# [Set task]
Can you gather every line of the items below that contains the string "side"? Case counts.

++++ Material provided ++++

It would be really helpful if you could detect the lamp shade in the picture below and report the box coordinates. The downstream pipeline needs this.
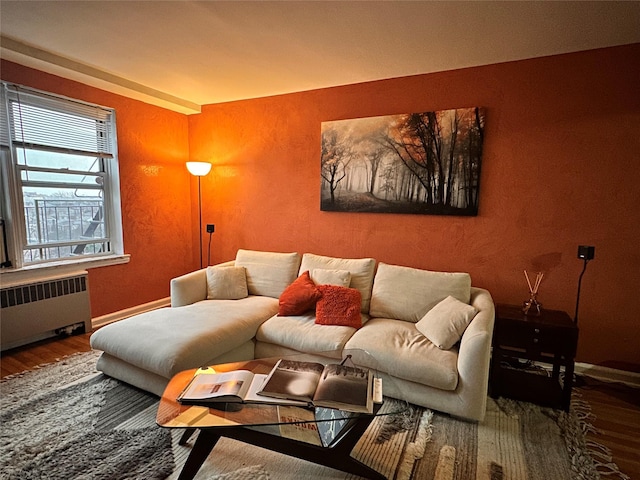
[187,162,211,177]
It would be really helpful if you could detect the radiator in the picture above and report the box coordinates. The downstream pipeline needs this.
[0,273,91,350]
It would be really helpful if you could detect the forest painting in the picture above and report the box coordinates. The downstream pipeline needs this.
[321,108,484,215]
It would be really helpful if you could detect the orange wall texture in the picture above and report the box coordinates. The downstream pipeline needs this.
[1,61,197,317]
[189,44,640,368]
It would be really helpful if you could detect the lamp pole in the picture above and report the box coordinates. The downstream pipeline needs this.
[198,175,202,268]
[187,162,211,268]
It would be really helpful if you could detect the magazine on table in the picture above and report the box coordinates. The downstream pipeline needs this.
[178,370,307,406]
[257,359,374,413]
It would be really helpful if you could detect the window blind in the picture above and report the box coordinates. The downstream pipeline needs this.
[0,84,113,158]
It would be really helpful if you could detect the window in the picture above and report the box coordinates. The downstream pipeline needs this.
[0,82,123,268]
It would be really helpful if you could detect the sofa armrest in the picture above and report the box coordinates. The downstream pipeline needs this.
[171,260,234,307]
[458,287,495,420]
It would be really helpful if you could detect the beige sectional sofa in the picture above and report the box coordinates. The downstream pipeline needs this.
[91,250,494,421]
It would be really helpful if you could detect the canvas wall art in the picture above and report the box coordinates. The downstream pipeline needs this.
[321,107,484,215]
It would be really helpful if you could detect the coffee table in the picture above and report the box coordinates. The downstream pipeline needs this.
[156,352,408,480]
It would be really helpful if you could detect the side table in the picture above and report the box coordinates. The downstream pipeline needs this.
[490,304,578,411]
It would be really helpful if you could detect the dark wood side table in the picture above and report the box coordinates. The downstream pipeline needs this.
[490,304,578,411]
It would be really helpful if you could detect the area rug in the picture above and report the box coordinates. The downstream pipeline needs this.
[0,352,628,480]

++++
++++ Material provided ++++

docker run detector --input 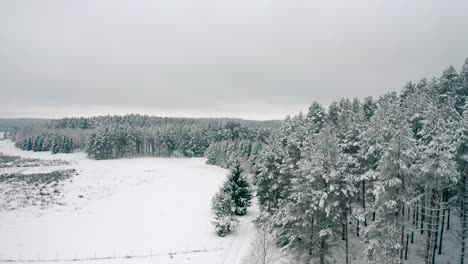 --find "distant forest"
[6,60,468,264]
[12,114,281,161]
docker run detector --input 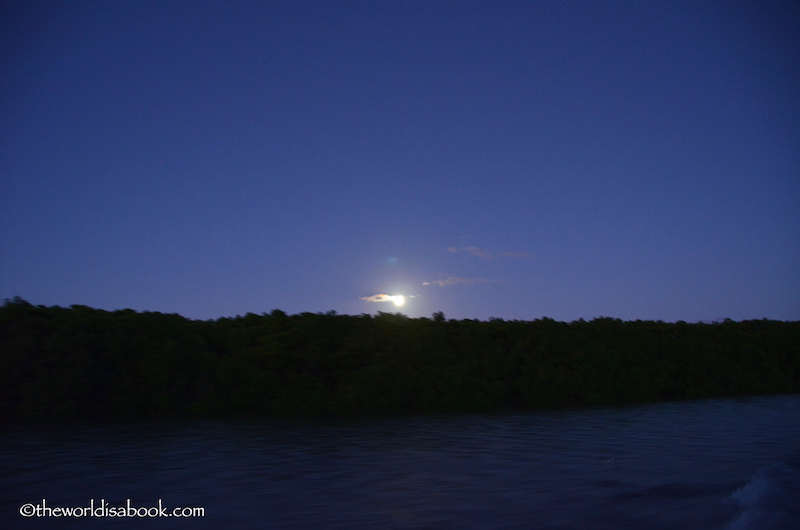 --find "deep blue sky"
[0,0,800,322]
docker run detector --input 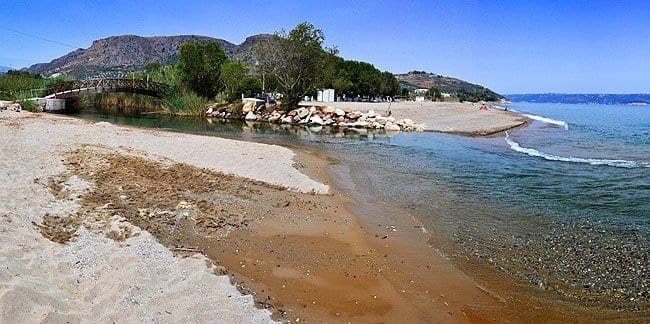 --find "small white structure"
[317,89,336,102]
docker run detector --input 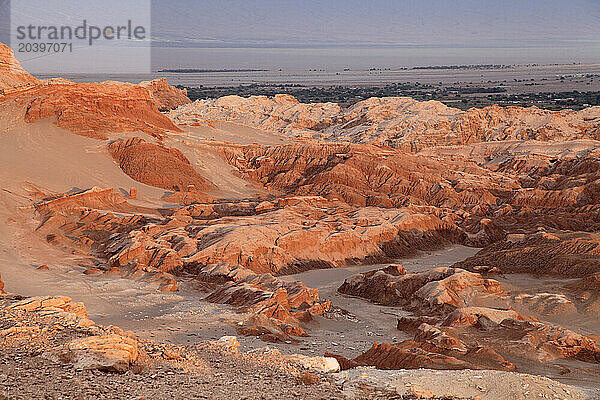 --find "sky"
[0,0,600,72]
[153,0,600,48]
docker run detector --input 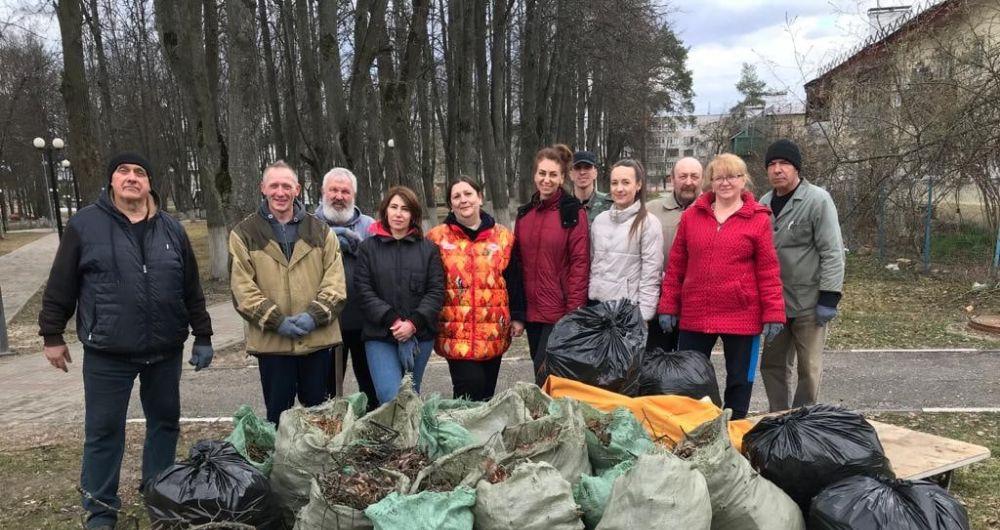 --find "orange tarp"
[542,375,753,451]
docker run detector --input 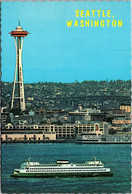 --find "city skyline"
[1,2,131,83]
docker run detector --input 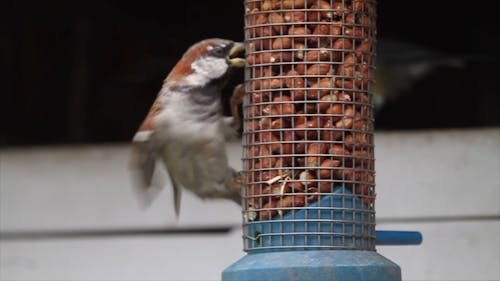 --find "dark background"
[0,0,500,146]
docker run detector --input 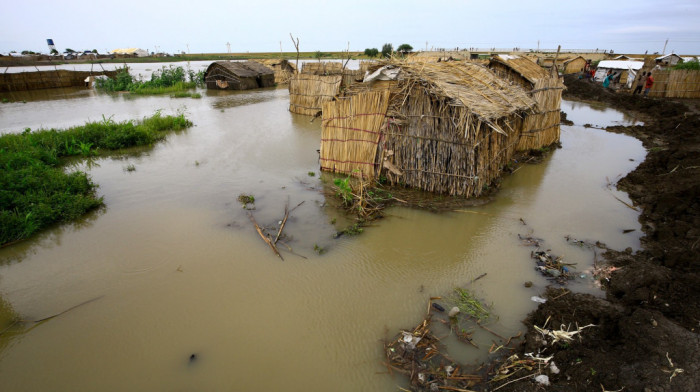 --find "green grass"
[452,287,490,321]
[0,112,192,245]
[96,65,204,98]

++++

# [Solution]
It would be really helpful if you could detect the side table in the picture above and report the box coordinates. The downstream pipeline needs this.
It would be really helpful if you could detect the dark wood side table in the picture above and report the box coordinates. The downstream pipeline needs this.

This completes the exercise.